From: Jeff Duzak (jduzak_at_exchange.microsoft.com)
Date: Tue Mar 02 2004 - 21:59:17 PST
This paper describes PAST, a peer-to-peer file storage system. The
paper gives a brief overview of Pastry, a distributed routing scheme
upon which PAST is build. However, most of the paper is devoted to the
mechanisms that govern the placement of files, and fine-tuning of the
parameters of these mechanisms. Last, a description of the caching
mechanism is given.
The section describing the pastry lookup scheme was very familiar, as it
is very close to the Chord routine scheme. The beginning of this
section was a bit of a pain to read, as meticulous formulas were given
to describe a number of characteristics of the system. The description
of the scheme itself was straightforward enough. Essentially, each node
forwards a message to another node whose id shares more significant
digits with the target id, until the node with the closest id to the
target id is found.

• [Records shown]
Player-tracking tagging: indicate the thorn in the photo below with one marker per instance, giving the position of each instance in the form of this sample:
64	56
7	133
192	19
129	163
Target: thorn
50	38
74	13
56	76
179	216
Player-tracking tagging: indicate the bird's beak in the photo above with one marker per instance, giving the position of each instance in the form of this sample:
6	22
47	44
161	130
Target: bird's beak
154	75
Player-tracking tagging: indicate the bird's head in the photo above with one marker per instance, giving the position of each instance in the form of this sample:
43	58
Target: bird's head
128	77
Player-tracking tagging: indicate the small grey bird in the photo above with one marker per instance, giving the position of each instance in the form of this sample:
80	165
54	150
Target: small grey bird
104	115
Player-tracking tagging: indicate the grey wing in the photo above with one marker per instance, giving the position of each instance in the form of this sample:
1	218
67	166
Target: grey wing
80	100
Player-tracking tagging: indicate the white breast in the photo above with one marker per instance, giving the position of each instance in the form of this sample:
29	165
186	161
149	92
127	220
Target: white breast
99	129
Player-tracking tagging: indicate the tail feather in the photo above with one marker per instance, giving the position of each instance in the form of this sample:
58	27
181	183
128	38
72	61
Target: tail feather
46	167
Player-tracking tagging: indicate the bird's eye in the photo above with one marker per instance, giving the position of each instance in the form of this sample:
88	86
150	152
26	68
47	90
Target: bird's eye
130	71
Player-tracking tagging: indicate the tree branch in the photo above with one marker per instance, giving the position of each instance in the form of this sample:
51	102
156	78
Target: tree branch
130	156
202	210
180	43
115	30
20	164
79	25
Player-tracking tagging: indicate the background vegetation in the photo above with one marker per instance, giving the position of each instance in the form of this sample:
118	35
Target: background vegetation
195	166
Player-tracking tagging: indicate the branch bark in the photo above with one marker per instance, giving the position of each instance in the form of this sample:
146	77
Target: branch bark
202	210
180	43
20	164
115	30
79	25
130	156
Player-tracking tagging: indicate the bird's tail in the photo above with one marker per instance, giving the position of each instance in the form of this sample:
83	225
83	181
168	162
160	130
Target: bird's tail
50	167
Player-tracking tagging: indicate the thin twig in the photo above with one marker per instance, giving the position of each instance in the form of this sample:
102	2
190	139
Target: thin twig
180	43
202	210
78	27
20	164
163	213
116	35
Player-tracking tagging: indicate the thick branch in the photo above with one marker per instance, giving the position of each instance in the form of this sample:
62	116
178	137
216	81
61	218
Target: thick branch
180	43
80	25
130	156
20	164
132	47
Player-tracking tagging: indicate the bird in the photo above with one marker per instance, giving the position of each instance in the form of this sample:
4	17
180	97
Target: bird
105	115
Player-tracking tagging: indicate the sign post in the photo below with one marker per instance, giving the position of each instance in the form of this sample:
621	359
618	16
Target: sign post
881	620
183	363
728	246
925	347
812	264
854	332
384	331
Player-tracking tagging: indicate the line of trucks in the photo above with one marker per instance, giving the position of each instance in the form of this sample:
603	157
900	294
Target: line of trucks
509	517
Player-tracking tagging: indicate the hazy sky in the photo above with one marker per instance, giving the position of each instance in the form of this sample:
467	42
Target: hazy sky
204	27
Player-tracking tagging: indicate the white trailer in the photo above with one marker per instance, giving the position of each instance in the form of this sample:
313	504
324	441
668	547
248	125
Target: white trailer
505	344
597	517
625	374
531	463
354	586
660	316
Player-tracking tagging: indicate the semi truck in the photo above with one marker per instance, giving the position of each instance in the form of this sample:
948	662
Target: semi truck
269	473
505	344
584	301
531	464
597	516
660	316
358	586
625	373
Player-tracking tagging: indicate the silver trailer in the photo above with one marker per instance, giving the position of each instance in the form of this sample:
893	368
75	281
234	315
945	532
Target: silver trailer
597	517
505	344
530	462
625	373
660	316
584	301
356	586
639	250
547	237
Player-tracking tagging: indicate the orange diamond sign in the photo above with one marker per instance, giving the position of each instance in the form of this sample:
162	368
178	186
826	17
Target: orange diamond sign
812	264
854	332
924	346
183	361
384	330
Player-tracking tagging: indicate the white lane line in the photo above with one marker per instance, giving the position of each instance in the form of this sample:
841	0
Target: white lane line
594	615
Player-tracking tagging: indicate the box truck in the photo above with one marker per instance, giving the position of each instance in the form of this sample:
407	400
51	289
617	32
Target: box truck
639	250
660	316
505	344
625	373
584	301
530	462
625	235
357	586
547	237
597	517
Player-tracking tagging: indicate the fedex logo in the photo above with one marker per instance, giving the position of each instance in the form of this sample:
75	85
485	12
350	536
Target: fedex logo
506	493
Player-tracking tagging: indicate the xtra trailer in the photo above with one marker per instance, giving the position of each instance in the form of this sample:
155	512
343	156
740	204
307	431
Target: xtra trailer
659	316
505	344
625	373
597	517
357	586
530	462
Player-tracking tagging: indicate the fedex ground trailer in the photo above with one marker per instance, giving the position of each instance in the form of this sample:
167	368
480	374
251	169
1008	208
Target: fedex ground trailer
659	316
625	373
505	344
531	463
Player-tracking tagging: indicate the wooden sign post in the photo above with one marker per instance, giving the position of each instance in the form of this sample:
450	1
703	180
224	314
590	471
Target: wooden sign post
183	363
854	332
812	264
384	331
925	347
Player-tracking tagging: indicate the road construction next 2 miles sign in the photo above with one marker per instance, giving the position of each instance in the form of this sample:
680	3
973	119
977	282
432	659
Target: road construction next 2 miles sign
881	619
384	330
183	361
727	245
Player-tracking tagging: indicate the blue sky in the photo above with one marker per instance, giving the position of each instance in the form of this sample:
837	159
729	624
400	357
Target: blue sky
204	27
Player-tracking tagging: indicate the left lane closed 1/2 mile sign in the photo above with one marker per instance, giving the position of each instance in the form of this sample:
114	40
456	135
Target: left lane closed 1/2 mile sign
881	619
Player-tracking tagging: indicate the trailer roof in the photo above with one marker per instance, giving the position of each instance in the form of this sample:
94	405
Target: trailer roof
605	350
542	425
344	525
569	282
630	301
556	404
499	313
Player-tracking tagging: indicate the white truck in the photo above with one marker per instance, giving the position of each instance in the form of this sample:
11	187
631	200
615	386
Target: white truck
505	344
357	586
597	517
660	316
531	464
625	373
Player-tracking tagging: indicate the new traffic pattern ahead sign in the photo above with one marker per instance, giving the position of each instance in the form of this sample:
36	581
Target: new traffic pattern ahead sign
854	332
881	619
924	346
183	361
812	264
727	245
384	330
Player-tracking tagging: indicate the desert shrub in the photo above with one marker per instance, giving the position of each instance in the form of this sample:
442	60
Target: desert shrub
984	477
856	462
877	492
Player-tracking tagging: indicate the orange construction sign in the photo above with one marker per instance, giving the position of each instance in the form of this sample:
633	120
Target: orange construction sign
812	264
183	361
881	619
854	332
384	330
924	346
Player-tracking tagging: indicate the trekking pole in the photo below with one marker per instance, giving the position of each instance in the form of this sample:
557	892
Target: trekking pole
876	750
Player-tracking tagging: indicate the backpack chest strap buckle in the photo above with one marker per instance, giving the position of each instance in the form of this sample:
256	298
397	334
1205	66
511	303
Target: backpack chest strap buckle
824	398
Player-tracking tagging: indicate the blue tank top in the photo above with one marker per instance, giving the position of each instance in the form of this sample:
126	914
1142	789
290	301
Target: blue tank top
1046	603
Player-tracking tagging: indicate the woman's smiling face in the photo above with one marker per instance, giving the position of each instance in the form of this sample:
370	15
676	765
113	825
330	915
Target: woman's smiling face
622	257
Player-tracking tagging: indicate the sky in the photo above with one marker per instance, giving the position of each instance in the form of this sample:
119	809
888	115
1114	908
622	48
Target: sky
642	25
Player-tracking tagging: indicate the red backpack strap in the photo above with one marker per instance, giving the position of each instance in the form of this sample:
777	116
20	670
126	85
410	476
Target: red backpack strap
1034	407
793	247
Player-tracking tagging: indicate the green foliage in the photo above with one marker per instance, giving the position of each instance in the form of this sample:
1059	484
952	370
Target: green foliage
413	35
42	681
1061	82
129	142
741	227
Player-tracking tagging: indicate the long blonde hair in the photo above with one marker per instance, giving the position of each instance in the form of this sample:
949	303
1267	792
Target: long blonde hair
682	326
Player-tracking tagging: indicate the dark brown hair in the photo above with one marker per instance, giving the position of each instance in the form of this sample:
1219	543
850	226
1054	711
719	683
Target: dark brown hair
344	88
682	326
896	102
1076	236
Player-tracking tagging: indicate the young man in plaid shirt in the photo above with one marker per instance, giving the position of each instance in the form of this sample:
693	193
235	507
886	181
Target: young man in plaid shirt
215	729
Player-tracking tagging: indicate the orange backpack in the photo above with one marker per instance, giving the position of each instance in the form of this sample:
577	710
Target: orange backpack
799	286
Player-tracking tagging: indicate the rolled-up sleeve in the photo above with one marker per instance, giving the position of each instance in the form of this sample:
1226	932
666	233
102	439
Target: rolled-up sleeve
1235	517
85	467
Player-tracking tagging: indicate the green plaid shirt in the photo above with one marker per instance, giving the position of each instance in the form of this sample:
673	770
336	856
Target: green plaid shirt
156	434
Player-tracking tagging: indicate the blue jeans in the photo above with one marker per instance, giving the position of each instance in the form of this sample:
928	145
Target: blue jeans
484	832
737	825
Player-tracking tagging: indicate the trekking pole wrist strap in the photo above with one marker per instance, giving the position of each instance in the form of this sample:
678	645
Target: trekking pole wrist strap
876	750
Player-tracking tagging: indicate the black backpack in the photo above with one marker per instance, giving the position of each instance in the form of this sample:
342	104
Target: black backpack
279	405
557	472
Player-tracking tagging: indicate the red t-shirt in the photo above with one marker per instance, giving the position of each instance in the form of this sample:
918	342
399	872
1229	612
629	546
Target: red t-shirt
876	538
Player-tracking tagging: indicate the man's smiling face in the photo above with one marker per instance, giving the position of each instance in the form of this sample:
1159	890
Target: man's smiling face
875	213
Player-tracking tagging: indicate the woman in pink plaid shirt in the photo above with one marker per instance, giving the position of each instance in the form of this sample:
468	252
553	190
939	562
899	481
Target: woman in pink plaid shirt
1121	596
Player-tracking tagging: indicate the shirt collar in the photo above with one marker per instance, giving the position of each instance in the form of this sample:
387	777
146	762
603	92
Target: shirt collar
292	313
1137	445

• [Instructions]
a: Print the full PAST paper review from beginning to end, character for character.
b: Select each line of the listing that contains the string "background".
The review text and the listing are unrelated pieces of material.

• [Answers to the tasks]
a:
From: Jeff Duzak (jduzak_at_exchange.microsoft.com)
Date: Tue Mar 02 2004 - 21:59:17 PST
This paper describes PAST, a peer-to-peer file storage system. The
paper gives a brief overview of Pastry, a distributed routing scheme
upon which PAST is build. However, most of the paper is devoted to the
mechanisms that govern the placement of files, and fine-tuning of the
parameters of these mechanisms. Last, a description of the caching
mechanism is given.
The section describing the pastry lookup scheme was very familiar, as it
is very close to the Chord routine scheme. The beginning of this
section was a bit of a pain to read, as meticulous formulas were given
to describe a number of characteristics of the system. The description
of the scheme itself was straightforward enough. Essentially, each node
forwards a message to another node whose id shares more significant
digits with the target id, until the node with the closest id to the
target id is found.

b:
Player-tracking tagging: indicate the background vegetation in the photo above with one marker per instance, giving the position of each instance in the form of this sample:
Target: background vegetation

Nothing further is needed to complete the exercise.